PROVIDED MATERIAL
^^^^

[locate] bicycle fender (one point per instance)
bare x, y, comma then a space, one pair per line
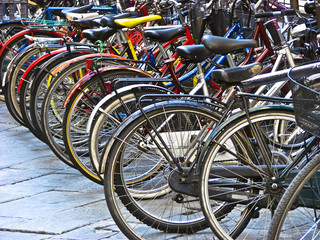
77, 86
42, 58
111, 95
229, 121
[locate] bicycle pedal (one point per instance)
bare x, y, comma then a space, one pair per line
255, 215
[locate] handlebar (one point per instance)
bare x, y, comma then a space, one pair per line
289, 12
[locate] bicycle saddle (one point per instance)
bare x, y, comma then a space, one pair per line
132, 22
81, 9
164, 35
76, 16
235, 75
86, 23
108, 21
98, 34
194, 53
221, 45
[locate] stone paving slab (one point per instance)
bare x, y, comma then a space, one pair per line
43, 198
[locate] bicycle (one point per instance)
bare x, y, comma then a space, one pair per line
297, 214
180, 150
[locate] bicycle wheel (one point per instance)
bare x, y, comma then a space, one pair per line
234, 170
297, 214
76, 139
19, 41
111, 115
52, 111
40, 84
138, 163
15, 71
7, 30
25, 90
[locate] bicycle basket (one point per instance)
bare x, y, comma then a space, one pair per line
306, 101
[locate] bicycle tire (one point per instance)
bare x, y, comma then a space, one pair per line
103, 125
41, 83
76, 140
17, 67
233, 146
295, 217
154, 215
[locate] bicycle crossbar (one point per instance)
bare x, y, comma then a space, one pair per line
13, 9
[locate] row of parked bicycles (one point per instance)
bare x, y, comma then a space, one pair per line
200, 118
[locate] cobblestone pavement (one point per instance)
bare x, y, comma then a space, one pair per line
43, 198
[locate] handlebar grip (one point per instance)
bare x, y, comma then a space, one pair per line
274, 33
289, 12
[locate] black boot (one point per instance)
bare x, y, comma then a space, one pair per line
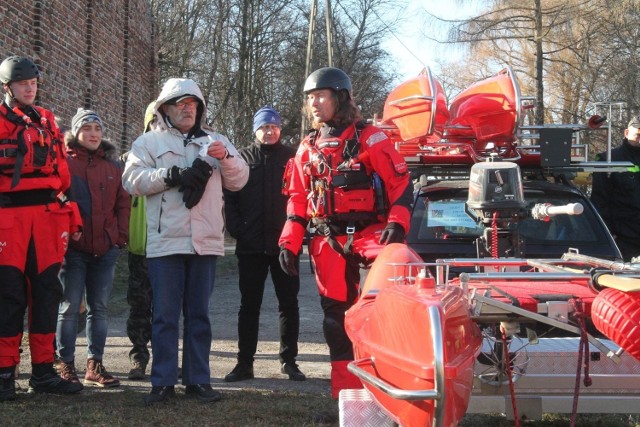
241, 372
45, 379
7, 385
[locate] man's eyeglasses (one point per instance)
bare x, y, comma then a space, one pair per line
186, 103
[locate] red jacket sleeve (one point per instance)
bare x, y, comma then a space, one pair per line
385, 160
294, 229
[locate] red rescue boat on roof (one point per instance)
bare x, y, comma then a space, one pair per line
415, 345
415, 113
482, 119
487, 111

^^^^

PROBLEM REQUIREMENTS
Omit the pictures and give the material again, exactly and in full.

RESULT OF THIS TASK
[locate] bicycle fender (one point per instance)
bare x, y, comma then a space, one pair per line
77, 86
42, 58
111, 95
229, 121
[locate] bicycle pedal (one point per instance)
bare x, y, comma then a space, one pair per line
255, 215
[locate] handlebar (one point per instance)
bare x, y, comma then a space, one pair per line
289, 12
[locate] bicycle saddle (one point per instance)
bare x, y, comma then a space, one pair per line
132, 22
81, 9
164, 35
76, 16
235, 75
86, 23
108, 21
98, 34
194, 53
221, 45
[locate] stone paving slab (one point per instance)
bare x, y, comma then a space, one pair per line
43, 198
[locate] bicycle (one point per instance)
bare x, y, comma then a space, one pair per line
297, 214
180, 150
[locate] bicycle wheel (one point per instance)
bare x, y, comma then a space, one pair per line
234, 170
297, 214
76, 139
19, 41
111, 115
52, 111
40, 84
138, 163
15, 71
7, 30
25, 90
[locate] bicycle basket (one point per instance)
bare x, y, comma then a space, one pair per line
306, 101
[locate] bicycle tire (one point per instance)
bare x, y, comma then a space, one pair per line
103, 125
41, 83
76, 140
17, 67
233, 146
295, 217
154, 215
[locate] bicycle crossbar (one point per instance)
bare x, y, comma then a space, one pair per line
13, 9
[locate] row of parked bicycles (one point per instance)
bare x, y, comma then a space, one pair per line
200, 118
[locate] cobblestone pavement (one point per instance)
bare x, y, comma then a space, one pair per line
43, 198
[locate] handlebar grip (one point per instance)
bare x, y, comma then a space, one pair per line
274, 33
289, 12
[locate] black boot (one point per instance)
bare x, y, comma then a space, one pair per line
241, 372
45, 379
7, 385
[locate] man's eyeglasses (one point per instance)
bare x, y, comma then a space, one pair per line
186, 103
[locate] red jacket sleeve (one point per instance)
bare x, y, comma then a space, one pair per line
385, 160
294, 229
[locate] red rescue boat on roof (one point per instance)
bare x, y, comma then a space, one pair per line
415, 345
415, 113
482, 119
487, 111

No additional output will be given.